**REQUIRED ACTION**: Search the data for the string "blue" and copy each line in which it appears.

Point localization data
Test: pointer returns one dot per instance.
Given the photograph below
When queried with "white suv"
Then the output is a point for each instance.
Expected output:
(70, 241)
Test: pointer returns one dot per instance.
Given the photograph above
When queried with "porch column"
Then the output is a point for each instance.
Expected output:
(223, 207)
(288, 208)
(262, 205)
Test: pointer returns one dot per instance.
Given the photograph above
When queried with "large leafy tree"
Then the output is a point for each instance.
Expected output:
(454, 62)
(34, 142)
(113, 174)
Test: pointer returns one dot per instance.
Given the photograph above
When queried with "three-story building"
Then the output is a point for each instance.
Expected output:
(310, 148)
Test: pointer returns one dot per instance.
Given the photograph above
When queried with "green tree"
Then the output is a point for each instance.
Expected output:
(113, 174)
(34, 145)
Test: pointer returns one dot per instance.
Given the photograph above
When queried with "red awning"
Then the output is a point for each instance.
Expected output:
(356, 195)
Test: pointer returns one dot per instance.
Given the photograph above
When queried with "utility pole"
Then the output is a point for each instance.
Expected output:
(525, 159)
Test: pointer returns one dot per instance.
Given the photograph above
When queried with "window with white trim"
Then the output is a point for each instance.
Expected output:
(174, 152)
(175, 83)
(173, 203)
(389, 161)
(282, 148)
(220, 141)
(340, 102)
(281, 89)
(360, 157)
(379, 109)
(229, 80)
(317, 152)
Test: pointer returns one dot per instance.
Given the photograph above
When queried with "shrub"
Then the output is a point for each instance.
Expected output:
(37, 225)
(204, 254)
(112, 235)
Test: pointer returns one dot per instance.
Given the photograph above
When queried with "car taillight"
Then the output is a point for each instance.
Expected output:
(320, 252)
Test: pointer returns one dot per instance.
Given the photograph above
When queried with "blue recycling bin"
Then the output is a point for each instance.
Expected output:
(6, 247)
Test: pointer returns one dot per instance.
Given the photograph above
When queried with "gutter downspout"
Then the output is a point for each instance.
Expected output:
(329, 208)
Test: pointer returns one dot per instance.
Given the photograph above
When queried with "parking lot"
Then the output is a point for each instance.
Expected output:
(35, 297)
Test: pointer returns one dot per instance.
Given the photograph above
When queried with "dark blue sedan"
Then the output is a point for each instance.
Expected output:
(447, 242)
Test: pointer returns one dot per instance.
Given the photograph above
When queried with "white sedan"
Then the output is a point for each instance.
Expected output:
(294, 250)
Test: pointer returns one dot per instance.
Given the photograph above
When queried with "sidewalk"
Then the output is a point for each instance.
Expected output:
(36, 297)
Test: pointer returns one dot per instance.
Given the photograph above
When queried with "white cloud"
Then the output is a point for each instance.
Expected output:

**RESPONSE TO THIS EXERCISE**:
When queried with "blue recycling bin"
When queried with "dark blue sedan"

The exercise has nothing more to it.